**TASK REQUIREMENTS:**
A stretch of the entries below is to be set down exactly, running from the line with "Where can the window" through the line with "Where can the green vegetable", both included, and no other line.

**TASK DATA:**
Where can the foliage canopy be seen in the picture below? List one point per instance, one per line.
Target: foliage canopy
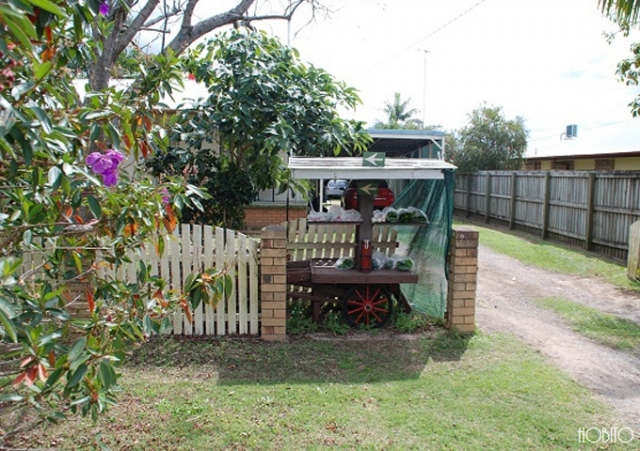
(78, 215)
(264, 104)
(488, 142)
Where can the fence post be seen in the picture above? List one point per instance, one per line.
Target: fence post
(512, 218)
(273, 283)
(487, 202)
(469, 179)
(545, 205)
(463, 277)
(588, 239)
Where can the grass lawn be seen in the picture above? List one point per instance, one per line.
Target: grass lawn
(369, 391)
(553, 256)
(609, 330)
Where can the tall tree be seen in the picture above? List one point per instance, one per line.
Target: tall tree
(399, 115)
(623, 10)
(262, 101)
(625, 14)
(488, 142)
(76, 215)
(124, 20)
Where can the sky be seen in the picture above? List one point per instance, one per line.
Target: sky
(544, 60)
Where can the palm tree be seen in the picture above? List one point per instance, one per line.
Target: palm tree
(622, 10)
(398, 112)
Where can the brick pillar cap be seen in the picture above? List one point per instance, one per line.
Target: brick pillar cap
(274, 228)
(466, 231)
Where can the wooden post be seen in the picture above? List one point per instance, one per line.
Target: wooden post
(512, 218)
(469, 179)
(487, 197)
(545, 205)
(633, 256)
(273, 283)
(588, 239)
(463, 278)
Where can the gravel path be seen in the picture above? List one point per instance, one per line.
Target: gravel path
(506, 291)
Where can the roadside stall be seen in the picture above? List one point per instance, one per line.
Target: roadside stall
(366, 293)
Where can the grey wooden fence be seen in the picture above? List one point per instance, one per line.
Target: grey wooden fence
(590, 209)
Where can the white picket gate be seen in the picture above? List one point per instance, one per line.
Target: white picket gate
(195, 248)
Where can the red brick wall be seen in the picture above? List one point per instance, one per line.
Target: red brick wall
(259, 216)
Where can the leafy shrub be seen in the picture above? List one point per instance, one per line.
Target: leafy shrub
(300, 319)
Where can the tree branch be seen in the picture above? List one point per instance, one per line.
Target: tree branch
(189, 33)
(129, 32)
(174, 12)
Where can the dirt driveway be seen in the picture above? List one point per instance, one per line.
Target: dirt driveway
(506, 291)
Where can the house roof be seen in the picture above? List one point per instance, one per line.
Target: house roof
(353, 168)
(397, 143)
(617, 139)
(191, 91)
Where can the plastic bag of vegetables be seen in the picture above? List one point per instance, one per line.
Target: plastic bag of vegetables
(378, 260)
(391, 214)
(418, 215)
(344, 263)
(404, 264)
(405, 216)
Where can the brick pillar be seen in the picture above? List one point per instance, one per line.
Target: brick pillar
(463, 276)
(273, 283)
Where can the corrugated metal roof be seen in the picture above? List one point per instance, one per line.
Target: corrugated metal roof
(352, 168)
(619, 138)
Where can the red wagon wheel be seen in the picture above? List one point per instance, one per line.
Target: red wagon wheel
(370, 305)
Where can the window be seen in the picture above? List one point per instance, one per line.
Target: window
(605, 164)
(562, 165)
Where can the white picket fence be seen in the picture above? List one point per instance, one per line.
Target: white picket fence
(195, 248)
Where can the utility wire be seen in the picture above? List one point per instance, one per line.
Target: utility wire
(584, 129)
(437, 30)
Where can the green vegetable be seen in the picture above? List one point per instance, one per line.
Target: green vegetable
(419, 215)
(405, 216)
(345, 263)
(404, 264)
(392, 215)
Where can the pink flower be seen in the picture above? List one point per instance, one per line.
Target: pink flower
(165, 196)
(105, 164)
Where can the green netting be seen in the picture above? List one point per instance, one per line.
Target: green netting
(428, 246)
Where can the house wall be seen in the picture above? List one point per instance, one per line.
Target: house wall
(627, 164)
(589, 164)
(259, 215)
(584, 165)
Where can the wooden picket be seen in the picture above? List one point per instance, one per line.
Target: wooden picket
(194, 248)
(308, 240)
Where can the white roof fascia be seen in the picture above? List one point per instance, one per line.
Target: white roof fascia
(352, 168)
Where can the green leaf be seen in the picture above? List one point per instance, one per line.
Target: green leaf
(9, 328)
(48, 6)
(55, 177)
(77, 348)
(54, 377)
(22, 30)
(40, 70)
(21, 89)
(77, 376)
(12, 397)
(43, 118)
(107, 374)
(82, 400)
(94, 206)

**TASK OUTPUT:**
Where can the window be seen in the picture above? List one point per instance, one per line.
Target: window
(605, 164)
(562, 165)
Where can the white picket fence be seen in the picture above? List one point per instance, one per line.
Target: white picket fence
(195, 248)
Where can the utility wire be seen in the picture above? List one point per instance, one per line.
Target: utility wire
(584, 129)
(437, 30)
Where can the green vegetable be seen in the picture above? List one point per instance, one per line.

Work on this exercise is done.